US foreign policy toward Ukraine lies in the balance as Americans prepare to go to the polls.


By Michael Buryk
September 29, 2024
Kyiv Post.
US Vice President and Democratic presidential candidate Kamala Harris (R) and Ukraine's President Volodymyr Zelensky speak to the press before a private meeting, in the Vice President's ceremonial office in the Eisenhower Executive Office Building on the White House campus on September 26, 2024 in Washington, DC. 
Drew ANGERER / AFP


The recent visit of President Volodymyr Zelensky to the US was in stark contrast to previous trips when he was hailed as a hero in the US Congress. Almost three years into Russia’s full-scaleinvasion of Ukraine, the relative unanimity of Republicans and Democrats on the question of aid for Ukraine in 2022 has melted away into sharp attacks by Republican leaders.

This week, House Speaker Mike Johnson suggested that Zelensky’s visit to a munitions plant in Scranton, Pennsylvania,was a political move favoring the Democrats. And Mr. Johnson proposed that Ambassador of Ukraine to the US Oksana Makarova should be fired for arranging this visit.

Meanwhile, Presidential candidate Donald Trump and his Vice-Presidential running mate JD Vance have offered their own plan to end the war that includes Ukraine giving up their territories currently occupied by Russia and taking a pledge not to join NATO.

What has happened to the Republican Party of Ronald Reagan? When I headed up the Republican Heritage Groups Federation of the State of New Jersey in the later 1970s, the Republican Party openly supported the “Captive Nations” that were shackled to the Soviet Union. Now in the 21st century when Ukraine has chosen to be an integral part of the West, the Republican Party has been hijacked by a bunch of Know Nothings who believe it is not in America’s best interest to help any country outside the US.

In Savannah, Georgia, on Sept. 24, Mr. Trump praised Russia’s military record in past conflicts and suggested that Ukraine should have made concessions to prevent the February 2022 invasion. He implied that there would have been no Russian invasion of Ukraine if he had been president at the time. He insists that the US needs to “get out” of any involvement in this conflict but has offered no specific details on how to resolve it.

Ukrainian American voters are by their nature very conservative. For many years, Republican candidates had a strong appeal for them. But now they must realize that the Republican Party today does not respect their interests in Ukraine. Ukrainians are fighting for their very existence as a nation. Russia is taking every opportunity to destroy innocent people, homes, hospitals and infrastructure as well as cultural sites and institutions to obliterate any memory of Ukraine as an independent nation.

**Data listing**
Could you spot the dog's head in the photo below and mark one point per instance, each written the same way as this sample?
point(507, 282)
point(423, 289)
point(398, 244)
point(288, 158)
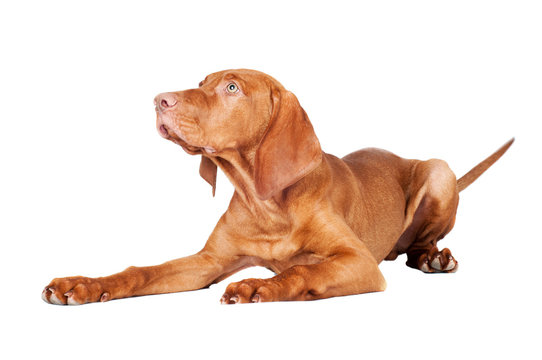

**Required actions**
1. From the Ukraine policy article, write out everything from "What has happened" down to "outside the US.".
2. According to the Ukraine policy article, what did House Speaker Mike Johnson propose should happen to Ukraine's ambassador to the US, Oksana Makarova?

**Answers to the exercises**
1.
What has happened to the Republican Party of Ronald Reagan? When I headed up the Republican Heritage Groups Federation of the State of New Jersey in the later 1970s, the Republican Party openly supported the “Captive Nations” that were shackled to the Soviet Union. Now in the 21st century when Ukraine has chosen to be an integral part of the West, the Republican Party has been hijacked by a bunch of Know Nothings who believe it is not in America’s best interest to help any country outside the US.

2. He proposed that she should be fired for arranging Zelensky's visit to the munitions plant in Scranton, Pennsylvania.